### WRITTEN EXERCISE A
Reproduce word for word everything in the Great Lakes water article from "Riverbed erosion" down to "Straits of Mackinac.".

### TEXT PROVIDED
But the city's well-known problem is that it sits just beyond the Great Lakes basin dividing line.

And as federal law now works, any community outside the basin seeking Great Lakes water must secure unanimous approval from the eight Great Lakes governors, something only two communities - Akron, Ohio, and Pleasant Prairie - have ever been able to do.

The new diversion rules that the governors pledged to create in 2001 are still being drafted, and the end product could stiffen long-term protections for the lakes, yet still be loose enough to provide relief to places like the city of Waukesha, which uses an average of about 7 million gallons a day.

That sounds like a lot of water. But it is a literal drop in the bucket when you're talking about a series of dredging projects that the engineer behind the study says have already cost an amount of water equal to one quarter the volume of Lake Erie.

"It's an astronomical volume," said the Illinois Department of Natural Resource's Dan Injerd, a key member of the governors group drafting the batch of new diversion laws initiated at Niagara Falls known as Annex 2001.

"Right now, there is a huge amount of attention focused on the Annex, and not that it is not important, but it almost pales in comparison to this, when you look at the volume," said Mary Muter, a member of Canada's Georgian Bay Association, which funded the St. Clair dredging study.

Riverbed erosion

Federal engineers have long believed that a 1962 Army Corps of Engineers St. Clair River dredging project, combined with historical dredging in the area, resulted in what was basically a "one-time" approximately 16-inch drop in the long-term average levels of lakes Michigan and Huron, which are actually one body of water connected by the Straits of Mackinac.

### RECORDS FOR THE EXERCISE
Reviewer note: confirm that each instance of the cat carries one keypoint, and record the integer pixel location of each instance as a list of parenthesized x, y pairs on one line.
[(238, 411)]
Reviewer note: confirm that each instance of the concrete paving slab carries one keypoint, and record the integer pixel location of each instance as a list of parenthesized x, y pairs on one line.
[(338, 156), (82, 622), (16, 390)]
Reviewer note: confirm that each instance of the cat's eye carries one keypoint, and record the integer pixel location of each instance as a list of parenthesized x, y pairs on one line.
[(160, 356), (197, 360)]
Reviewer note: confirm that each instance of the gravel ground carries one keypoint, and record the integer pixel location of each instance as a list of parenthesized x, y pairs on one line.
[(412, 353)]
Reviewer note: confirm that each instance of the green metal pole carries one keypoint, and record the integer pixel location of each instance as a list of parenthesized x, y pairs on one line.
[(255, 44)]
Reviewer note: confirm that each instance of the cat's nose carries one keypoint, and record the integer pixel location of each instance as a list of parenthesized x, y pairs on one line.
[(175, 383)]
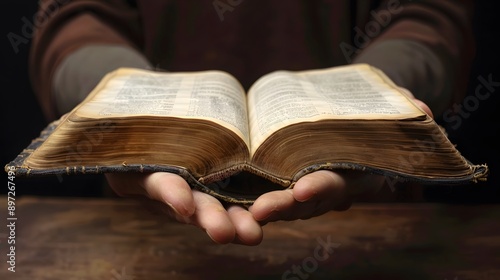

### WRITTEN EXERCISE B
Transcribe exactly the lines of the records from the one containing "Reviewer note: confirm that each instance of the concrete" down to the one containing "[(412, 353)]", including both ends.

### WRITTEN ANSWER A
Riverbed erosion

Federal engineers have long believed that a 1962 Army Corps of Engineers St. Clair River dredging project, combined with historical dredging in the area, resulted in what was basically a "one-time" approximately 16-inch drop in the long-term average levels of lakes Michigan and Huron, which are actually one body of water connected by the Straits of Mackinac.

### WRITTEN ANSWER B
Reviewer note: confirm that each instance of the concrete paving slab carries one keypoint, and record the integer pixel location of each instance as a list of parenthesized x, y pairs on one line.
[(338, 156), (82, 622), (16, 390)]
Reviewer note: confirm that each instance of the cat's eye carries one keypoint, and record the integer pixel location of each instance as a list of parenthesized x, y pairs on one line.
[(160, 356), (197, 360)]
Reviewer note: confirm that each instance of the gravel ground carries one keypoint, and record the integer pixel location of each instance as a list of parenthesized x, y pairs on one line.
[(412, 353)]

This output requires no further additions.